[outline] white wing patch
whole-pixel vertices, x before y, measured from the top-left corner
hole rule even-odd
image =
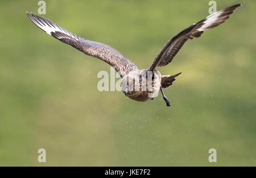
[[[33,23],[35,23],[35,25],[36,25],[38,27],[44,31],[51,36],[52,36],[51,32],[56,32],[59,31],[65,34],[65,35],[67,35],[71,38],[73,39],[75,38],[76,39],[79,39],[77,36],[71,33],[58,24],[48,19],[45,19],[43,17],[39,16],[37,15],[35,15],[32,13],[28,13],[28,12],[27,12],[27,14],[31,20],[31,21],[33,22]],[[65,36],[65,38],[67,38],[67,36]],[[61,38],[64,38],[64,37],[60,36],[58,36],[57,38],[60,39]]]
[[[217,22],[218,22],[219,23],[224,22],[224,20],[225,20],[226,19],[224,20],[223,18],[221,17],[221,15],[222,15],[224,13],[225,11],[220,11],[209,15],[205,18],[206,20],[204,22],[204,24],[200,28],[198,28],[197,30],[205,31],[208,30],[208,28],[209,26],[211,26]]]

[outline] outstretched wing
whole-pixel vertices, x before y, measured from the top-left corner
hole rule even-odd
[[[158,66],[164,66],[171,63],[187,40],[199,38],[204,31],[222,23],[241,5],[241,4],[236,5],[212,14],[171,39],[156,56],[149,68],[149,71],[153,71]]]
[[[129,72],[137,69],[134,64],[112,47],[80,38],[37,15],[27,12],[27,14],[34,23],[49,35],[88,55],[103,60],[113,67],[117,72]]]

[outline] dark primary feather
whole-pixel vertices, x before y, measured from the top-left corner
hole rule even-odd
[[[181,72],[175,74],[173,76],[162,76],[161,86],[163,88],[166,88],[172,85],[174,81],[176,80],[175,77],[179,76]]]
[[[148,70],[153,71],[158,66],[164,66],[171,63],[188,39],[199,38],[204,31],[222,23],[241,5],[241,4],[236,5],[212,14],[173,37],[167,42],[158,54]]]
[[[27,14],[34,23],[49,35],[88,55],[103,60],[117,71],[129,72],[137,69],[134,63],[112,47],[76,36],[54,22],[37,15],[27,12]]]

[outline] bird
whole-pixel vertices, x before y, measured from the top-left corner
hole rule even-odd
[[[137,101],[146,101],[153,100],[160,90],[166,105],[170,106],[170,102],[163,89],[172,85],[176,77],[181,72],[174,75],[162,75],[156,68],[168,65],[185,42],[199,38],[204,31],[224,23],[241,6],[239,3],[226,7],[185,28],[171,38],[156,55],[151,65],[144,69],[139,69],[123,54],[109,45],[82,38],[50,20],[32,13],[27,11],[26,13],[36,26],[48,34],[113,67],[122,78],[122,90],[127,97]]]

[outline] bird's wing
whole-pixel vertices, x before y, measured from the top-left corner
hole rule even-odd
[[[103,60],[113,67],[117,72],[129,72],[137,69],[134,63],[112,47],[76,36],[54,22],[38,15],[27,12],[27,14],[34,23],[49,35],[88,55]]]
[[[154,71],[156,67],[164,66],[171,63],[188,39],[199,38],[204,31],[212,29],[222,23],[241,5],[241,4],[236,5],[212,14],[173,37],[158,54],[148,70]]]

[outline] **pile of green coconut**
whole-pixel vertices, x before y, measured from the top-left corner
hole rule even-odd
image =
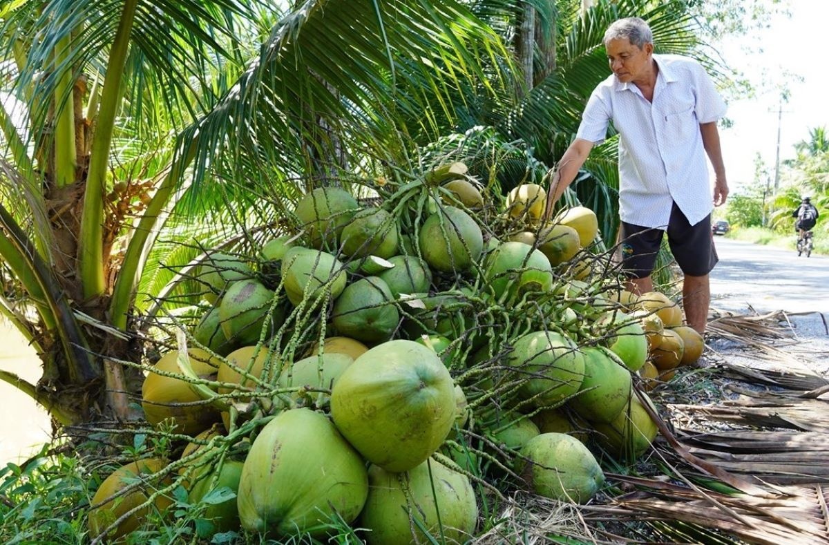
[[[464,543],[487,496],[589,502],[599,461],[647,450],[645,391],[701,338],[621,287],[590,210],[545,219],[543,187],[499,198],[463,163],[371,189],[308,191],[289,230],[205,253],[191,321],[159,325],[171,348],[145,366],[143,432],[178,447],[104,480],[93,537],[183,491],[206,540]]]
★ ★ ★ ★ ★ ★ ★
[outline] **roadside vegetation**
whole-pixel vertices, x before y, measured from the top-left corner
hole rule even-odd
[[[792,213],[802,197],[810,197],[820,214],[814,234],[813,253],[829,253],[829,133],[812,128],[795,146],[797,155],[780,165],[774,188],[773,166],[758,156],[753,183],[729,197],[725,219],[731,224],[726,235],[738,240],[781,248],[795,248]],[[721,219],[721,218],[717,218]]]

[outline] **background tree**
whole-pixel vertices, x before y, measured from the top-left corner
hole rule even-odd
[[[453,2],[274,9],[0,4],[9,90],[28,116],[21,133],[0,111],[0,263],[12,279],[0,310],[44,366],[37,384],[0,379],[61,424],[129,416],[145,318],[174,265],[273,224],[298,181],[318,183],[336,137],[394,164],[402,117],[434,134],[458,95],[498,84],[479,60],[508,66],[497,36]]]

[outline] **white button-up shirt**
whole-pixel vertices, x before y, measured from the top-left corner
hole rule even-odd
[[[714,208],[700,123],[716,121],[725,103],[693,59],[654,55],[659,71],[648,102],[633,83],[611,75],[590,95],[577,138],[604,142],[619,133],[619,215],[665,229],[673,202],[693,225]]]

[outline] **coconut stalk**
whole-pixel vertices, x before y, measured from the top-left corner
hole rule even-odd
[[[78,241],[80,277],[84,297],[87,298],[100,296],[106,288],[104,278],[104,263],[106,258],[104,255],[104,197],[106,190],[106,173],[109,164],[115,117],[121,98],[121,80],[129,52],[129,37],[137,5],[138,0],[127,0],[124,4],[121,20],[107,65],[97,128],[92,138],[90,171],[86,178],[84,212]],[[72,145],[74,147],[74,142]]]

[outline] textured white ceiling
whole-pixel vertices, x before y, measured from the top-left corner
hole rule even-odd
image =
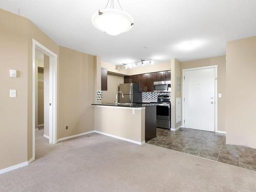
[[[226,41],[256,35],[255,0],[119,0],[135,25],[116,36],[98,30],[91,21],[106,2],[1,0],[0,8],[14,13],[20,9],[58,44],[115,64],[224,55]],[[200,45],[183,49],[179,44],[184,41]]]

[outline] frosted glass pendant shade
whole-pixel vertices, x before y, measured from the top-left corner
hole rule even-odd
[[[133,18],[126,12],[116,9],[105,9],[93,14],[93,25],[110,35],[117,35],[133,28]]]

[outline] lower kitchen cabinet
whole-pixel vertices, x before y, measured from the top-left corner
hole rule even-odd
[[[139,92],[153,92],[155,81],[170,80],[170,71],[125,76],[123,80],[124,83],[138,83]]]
★ ★ ★ ★ ★ ★ ★
[Task statement]
Report how many lines in the records above contain the word "coconut". Give only the number.

[Worked answer]
2